Фрагмент текста
────────────────────

От няниных забот, как считалось, зависело не только душевное, но и физическое здоровье ребенка и даже его телесные особенности.
Писательница М. Ф. Каменская в своих воспоминаниях рассказывала про знакомую семью: «Странная особенность была в их детях: они через одного были очень долгоносые или совсем курносенькие. И Василий Иванович, смеясь, часто говорил, что профиль у людей зависит от нянек, что у них нянька Настенька, которой попал на руки первый сын Коля, сморкала его, поднимая платком нос кверху, а нянька Марфа, которой по очереди досталась вторая дочь Анюта, сморкала ее книзу, высморкает и еще потянет сильно раза два за нос… И точно, за длинноносою Нютой следовала курносенькая Соничка, за нею долгоносый Костенька, а за ним прелестный ребенок Вася с маленькой пуговкой вместо носа».
Во всяком случае, хорошая нянька должна была следовать в обращении с ребенком, особенно маленьким, целому ряду правил: не подносить что-нибудь слишком близко или высоко к глазам младенца, чтобы не было косоглазия, не носить его постоянно на одной руке, чтобы не искривилась шея, беречь от слишком яркого света — дабы не появилась привычка к морганию, следить, чтобы ребенок держал голову прямо, — не то будет зоб и т. д.
В отличие от бонны, которая, выпестовав детей в одной семье, чаще всего переходила на другое место, собственная крепостная нянька навсегда оставалась при господах; она присматривала за хозяйством, держала у себя под замком и выдавала по мере надобности наиболее дорогие припасы — кофе, сахар, чай, а нередко и делила со своими питомцами все превратности их судьбы. Та же М. Ф. Каменская рассказывала про няньку своего отца, известного художника-медальера графа Р. П. Толстого — Матрену Ефремовну, которая до конца жизни опекала и обихаживала уже взрослого воспитанника, особенно поддерживая его в те годы, когда Федор Петрович учился в Академии художеств, что по тем временам — начало XIX века — считалось делом совершенно не графским и впоследствии рассорило художника с шокированной подобным «вольнодумством» аристократической родней («Как простой ремесленник!» — ахали его дядюшки и тетушки).
Толстому пришлось уйти из дома, жить на съемной квартире и пробиваться своими силами. «Матрена Ефремовна царствовала в доме воспитанника своего деспотически: жалованье его отбирала до копейки и распоряжалась всем по своему усмотрению. Кормила графа сладко и одевала хотя по его вкусу, но по-барски».

────────────────────

Данные для привязки референциальных выражений
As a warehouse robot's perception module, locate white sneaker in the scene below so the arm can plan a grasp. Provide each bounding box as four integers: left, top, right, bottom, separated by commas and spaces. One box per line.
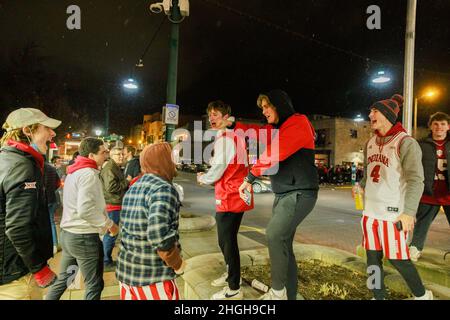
259, 288, 287, 300
409, 246, 422, 262
211, 286, 244, 300
414, 290, 433, 300
211, 272, 242, 287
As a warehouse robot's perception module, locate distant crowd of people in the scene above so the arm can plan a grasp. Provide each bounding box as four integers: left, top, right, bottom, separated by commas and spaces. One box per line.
0, 90, 450, 300
317, 162, 364, 186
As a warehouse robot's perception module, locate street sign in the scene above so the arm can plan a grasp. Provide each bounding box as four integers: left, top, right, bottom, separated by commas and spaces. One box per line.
163, 104, 180, 125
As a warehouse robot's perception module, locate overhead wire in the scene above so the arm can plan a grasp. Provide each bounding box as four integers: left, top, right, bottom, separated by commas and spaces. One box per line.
201, 0, 450, 76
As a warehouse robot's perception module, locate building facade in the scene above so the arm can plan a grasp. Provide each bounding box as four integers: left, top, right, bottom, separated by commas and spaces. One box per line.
310, 115, 373, 167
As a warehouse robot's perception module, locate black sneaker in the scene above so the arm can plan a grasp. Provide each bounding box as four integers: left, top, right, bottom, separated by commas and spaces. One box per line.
103, 261, 117, 272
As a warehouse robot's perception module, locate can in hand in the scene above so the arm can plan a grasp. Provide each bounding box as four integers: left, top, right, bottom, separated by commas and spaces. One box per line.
252, 279, 269, 292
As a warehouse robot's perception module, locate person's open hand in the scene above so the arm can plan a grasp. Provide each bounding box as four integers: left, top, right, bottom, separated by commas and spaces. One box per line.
239, 181, 252, 201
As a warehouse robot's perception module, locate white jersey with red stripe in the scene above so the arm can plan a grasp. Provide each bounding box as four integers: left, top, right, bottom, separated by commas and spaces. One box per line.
361, 216, 410, 260
363, 132, 408, 221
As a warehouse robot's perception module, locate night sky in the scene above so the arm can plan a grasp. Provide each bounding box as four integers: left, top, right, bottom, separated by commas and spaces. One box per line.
0, 0, 450, 134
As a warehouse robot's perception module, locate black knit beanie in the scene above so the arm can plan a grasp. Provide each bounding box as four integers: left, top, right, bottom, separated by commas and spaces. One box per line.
370, 94, 403, 124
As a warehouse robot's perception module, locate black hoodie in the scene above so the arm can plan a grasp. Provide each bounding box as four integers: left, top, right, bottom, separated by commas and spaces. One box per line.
236, 90, 319, 195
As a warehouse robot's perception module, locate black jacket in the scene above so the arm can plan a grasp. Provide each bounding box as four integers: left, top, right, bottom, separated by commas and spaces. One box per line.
100, 160, 128, 205
0, 146, 53, 285
248, 90, 319, 196
419, 136, 450, 196
124, 157, 141, 178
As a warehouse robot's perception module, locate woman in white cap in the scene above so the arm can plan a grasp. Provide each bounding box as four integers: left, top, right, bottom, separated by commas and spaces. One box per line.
0, 108, 61, 300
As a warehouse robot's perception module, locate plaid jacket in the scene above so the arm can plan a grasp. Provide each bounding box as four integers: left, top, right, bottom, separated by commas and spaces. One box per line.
116, 174, 180, 287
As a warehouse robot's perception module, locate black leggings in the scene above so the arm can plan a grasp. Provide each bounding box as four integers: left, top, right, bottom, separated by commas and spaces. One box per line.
366, 250, 425, 300
216, 212, 244, 290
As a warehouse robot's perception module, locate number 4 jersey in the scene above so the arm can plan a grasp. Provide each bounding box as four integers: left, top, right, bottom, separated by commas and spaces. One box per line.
363, 132, 408, 221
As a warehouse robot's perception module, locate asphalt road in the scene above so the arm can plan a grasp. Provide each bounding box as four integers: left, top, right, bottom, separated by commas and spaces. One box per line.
175, 172, 450, 253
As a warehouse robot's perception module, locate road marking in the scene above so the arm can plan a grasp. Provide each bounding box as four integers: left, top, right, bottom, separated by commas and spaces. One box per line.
239, 225, 266, 235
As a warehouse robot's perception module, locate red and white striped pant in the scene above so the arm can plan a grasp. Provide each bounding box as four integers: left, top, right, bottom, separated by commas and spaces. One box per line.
119, 280, 180, 300
361, 216, 410, 260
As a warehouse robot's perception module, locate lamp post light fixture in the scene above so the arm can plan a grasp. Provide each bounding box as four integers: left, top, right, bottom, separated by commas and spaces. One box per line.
123, 78, 139, 90
372, 71, 391, 84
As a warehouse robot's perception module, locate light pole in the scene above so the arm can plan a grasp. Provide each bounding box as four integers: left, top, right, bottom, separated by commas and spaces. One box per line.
102, 78, 139, 136
150, 0, 189, 142
403, 0, 417, 134
414, 89, 437, 138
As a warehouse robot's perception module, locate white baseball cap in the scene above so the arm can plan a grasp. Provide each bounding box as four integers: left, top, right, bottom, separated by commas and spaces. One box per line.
3, 108, 61, 132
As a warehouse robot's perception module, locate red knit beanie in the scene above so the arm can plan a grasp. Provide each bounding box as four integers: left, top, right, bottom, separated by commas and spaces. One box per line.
370, 94, 403, 124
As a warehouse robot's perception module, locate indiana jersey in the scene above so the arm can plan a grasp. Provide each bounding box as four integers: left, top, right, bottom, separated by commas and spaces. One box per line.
363, 132, 408, 221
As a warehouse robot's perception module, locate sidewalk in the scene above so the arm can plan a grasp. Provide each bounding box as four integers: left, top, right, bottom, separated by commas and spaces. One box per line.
50, 212, 450, 300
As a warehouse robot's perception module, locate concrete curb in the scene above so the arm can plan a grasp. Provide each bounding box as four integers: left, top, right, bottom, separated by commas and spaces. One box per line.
356, 245, 450, 290
182, 243, 450, 300
178, 212, 216, 232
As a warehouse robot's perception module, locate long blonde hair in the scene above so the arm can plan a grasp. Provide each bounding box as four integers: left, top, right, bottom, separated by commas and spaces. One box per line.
0, 122, 39, 146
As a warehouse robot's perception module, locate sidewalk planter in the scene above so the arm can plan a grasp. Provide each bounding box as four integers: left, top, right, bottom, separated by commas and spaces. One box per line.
183, 244, 366, 300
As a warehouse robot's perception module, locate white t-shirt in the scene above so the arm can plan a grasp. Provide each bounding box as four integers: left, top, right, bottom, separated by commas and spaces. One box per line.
363, 132, 408, 222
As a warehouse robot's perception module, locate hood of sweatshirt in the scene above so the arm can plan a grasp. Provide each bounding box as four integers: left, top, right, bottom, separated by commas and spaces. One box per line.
267, 89, 295, 128
67, 156, 98, 174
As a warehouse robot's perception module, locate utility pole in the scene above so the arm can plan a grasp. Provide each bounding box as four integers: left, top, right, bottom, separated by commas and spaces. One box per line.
165, 0, 182, 142
403, 0, 417, 134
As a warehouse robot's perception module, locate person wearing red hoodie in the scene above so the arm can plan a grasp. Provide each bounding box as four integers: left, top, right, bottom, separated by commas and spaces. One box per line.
235, 90, 319, 300
352, 94, 433, 300
46, 138, 119, 300
0, 108, 61, 300
197, 100, 253, 300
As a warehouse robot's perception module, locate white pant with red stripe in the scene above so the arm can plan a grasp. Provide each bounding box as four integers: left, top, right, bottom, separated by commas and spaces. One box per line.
361, 216, 410, 260
119, 279, 180, 300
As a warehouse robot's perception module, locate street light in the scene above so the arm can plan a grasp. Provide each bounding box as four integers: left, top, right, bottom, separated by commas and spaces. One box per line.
95, 129, 102, 137
372, 71, 391, 84
123, 78, 139, 90
414, 88, 439, 138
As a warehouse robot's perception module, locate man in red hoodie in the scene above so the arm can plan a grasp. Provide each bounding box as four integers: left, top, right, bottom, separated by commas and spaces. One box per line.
353, 94, 433, 300
46, 138, 119, 300
409, 112, 450, 261
198, 100, 253, 300
235, 90, 319, 300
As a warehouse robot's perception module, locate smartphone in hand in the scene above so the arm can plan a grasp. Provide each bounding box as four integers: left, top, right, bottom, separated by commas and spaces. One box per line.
244, 189, 252, 206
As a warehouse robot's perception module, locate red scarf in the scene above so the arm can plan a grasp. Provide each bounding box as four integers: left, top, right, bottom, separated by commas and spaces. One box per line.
375, 122, 406, 138
6, 140, 44, 174
67, 156, 98, 174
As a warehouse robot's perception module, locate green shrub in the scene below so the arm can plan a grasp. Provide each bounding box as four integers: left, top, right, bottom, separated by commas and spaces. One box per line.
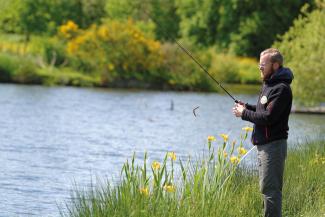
38, 67, 100, 87
31, 37, 68, 66
162, 43, 213, 90
0, 53, 19, 82
12, 57, 43, 84
210, 51, 240, 83
274, 4, 325, 106
237, 57, 261, 84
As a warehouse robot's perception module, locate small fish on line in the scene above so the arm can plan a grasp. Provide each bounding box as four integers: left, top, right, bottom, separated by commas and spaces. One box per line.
193, 106, 200, 117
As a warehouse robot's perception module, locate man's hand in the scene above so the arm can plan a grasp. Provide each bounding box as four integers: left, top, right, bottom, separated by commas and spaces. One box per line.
232, 103, 245, 117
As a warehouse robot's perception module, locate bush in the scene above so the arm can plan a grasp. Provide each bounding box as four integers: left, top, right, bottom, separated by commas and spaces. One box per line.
210, 51, 240, 83
162, 43, 212, 90
12, 57, 43, 84
31, 37, 68, 66
0, 53, 19, 82
38, 68, 100, 87
274, 1, 325, 106
61, 20, 163, 85
237, 57, 261, 84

────────────────────

Приведите повторно часть фрагмента о нянях, начиная с "Во всяком случае, хорошая" и заканчивая "зоб и т. д.". В ней замените "младенца" на "малыша".

Результат
Во всяком случае, хорошая нянька должна была следовать в обращении с ребенком, особенно маленьким, целому ряду правил: не подносить что-нибудь слишком близко или высоко к глазам малыша, чтобы не было косоглазия, не носить его постоянно на одной руке, чтобы не искривилась шея, беречь от слишком яркого света — дабы не появилась привычка к морганию, следить, чтобы ребенок держал голову прямо, — не то будет зоб и т. д.